#### [Work instructions]
Please return the lines below verbatim, beginning at the one that has "Put a dot on each instance of the tree" and stopping after the one that has "Put a dot on each instance of the wooden fence", and add no other lines.

(Image point grounding data)
*** Block opens ***
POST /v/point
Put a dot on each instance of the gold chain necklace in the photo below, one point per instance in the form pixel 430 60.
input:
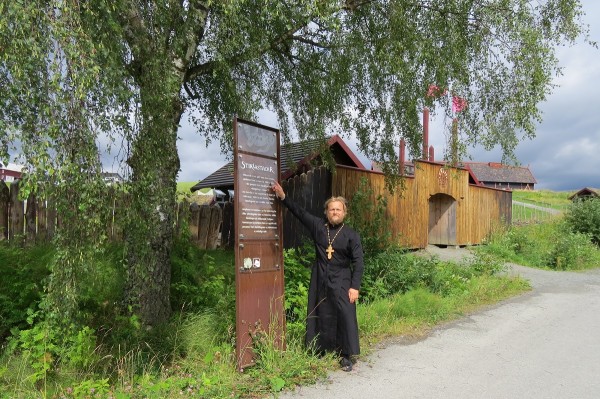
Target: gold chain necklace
pixel 330 250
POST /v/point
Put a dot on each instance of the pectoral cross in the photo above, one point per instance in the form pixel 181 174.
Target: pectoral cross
pixel 329 251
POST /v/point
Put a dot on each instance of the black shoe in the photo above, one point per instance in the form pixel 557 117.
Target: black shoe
pixel 346 364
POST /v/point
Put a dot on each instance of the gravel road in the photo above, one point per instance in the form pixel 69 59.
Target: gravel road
pixel 543 344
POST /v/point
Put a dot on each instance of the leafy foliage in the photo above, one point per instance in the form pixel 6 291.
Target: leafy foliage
pixel 367 214
pixel 551 244
pixel 121 73
pixel 583 217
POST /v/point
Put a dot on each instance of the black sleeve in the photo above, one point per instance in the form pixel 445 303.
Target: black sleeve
pixel 308 220
pixel 357 259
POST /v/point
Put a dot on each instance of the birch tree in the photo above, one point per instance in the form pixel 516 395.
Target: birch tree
pixel 72 72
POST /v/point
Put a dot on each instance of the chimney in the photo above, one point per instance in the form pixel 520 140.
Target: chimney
pixel 425 132
pixel 402 155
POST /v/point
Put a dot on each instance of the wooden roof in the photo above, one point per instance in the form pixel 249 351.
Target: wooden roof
pixel 294 158
pixel 493 172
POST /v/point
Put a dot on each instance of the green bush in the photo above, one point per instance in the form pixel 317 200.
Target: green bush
pixel 24 272
pixel 551 244
pixel 369 219
pixel 570 251
pixel 394 271
pixel 584 217
pixel 297 280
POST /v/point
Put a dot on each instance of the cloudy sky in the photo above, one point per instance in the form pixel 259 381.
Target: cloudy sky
pixel 565 155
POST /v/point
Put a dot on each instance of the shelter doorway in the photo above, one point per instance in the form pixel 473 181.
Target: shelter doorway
pixel 442 220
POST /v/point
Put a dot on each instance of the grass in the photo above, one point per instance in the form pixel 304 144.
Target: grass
pixel 548 245
pixel 195 356
pixel 544 198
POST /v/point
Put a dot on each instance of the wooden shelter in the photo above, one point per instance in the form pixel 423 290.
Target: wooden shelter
pixel 585 193
pixel 438 206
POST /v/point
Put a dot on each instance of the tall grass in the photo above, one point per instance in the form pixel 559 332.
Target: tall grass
pixel 551 245
pixel 194 355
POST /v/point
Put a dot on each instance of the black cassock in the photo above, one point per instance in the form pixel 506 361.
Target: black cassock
pixel 331 323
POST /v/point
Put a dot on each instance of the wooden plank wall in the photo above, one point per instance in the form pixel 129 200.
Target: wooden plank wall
pixel 37 220
pixel 477 208
pixel 309 190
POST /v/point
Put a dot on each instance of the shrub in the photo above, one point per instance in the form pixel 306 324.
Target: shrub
pixel 297 276
pixel 570 250
pixel 584 217
pixel 394 271
pixel 369 219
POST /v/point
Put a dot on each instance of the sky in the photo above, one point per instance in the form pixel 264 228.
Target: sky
pixel 564 155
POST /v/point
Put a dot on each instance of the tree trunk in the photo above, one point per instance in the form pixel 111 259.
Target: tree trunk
pixel 152 212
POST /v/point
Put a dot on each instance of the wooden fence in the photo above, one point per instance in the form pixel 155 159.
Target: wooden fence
*** Block closes ***
#### [Exercise answer]
Put a dot on each instance of the tree trunk in the photo above, one point per instance in the form pixel 111 259.
Target: tree trunk
pixel 152 212
POST /v/point
Put a dot on each instance of the wooden fence in the photo above, one point per instance in the form pixel 155 159.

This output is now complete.